Texte retenu:
↓↓↓
Echos de Flandre – décembre 2005.

Des Flamands parlent aux Flamands.

Bref retour sur l’entartage de Di Rupo à Gand, au café Le Charlatan où il devait participer à un débat avec Freya Van den Bossche (Laatste Nieuws, 21.10.2005). Même si l’auteur de l’attentat pâtissier  est un militant fasciste, le Flamand moyen partage largement son commentaire d’après-coup : «  Nous nous marrons de l’offensive de charme de Di Rupo.  Vous pensez bien que ce n’est pas pour nos beaux yeux qu’il apprend le néerlandais. Ou qu’il est vraiment venu ce mercredi soir pour débattre avec les jeunes socialistes flamands. Ce type n’a qu’un objectif en tête : devenir Premier Ministre. Et le pire c’est qu’il est assez arrogant pour croire qu’il l’est. ». Dans le même journal, le calamiteux Noël Godin déplore qu’il s’agisse d’une victime « de gauche » (sic) et non de droite ! Merci pour Jean-Pierre Chevènement…

« La Wallonie continue à ployer sous le flot des scandales », c’est le titre que le Standaard étalait dans son édition du 18.10.2005. Le journaliste Steven Samyn n’y voit que la partie visible de l’iceberg. Le journal ne manque pas de relever que Mons, le fief du Premier wallon, est lui-même touché via Raphaël Polet qui s’était octroyé un plantureux salaire dans la société de logement Toit et Moi. Dans une tribune libre (Knack, 19.10.2005), Derk Jan Eppink souligne que « tous les dix ans, le PS assure qu’il va se moderniser et chaque décennie nous sommes trompés. Le PS ne résout aucun problème, il les laisse en l’état ». Marc Grammens (Journaal, 24.11.2005) y va d’un commentaire acide : « Quelque chose doit changer en Wallonie. Et pour commencer, la Flandre doit arrêter de galvauder sa prospérité au travers d’une solidarité financière avec la Wallonie qui conduit au comportement irresponsable des politiciens locaux et forme le terreau de la corruption wallonne. Il est désormais clairement établi que les transferts n’améliorent pas les conditions de vie de l’homme de la rue mais bien celles d’une classe politique corrompue, qui va jusqu’à piller les fonds destinés aux logements sociaux.  »

Dans son éditorial du 23.11.2005, Rik Van Cauwelaert, le rédacteur en chef du Knack cite longuement l’article de Paul-Henry Gendebien paru dans la Libre Belgique (18.11.2005). Sa conclusion : les affaires égratignent aussi la réputation de Di Rupo.
↑↑↑
Données fournies:
↓↓↓
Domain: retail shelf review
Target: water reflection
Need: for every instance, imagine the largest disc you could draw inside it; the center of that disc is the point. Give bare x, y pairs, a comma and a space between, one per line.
↑↑↑
Travail à faire: Pouvez-vous recopier à l'identique le passage de la revue de presse qui commence aux mots « Dans son éditorial » et s'arrête après « réputation de Di Rupo. » ? Cette liste n'a aucun lien avec la revue de presse.

Solution proposée:
Dans son éditorial du 23.11.2005, Rik Van Cauwelaert, le rédacteur en chef du Knack cite longuement l’article de Paul-Henry Gendebien paru dans la Libre Belgique (18.11.2005). Sa conclusion : les affaires égratignent aussi la réputation de Di Rupo.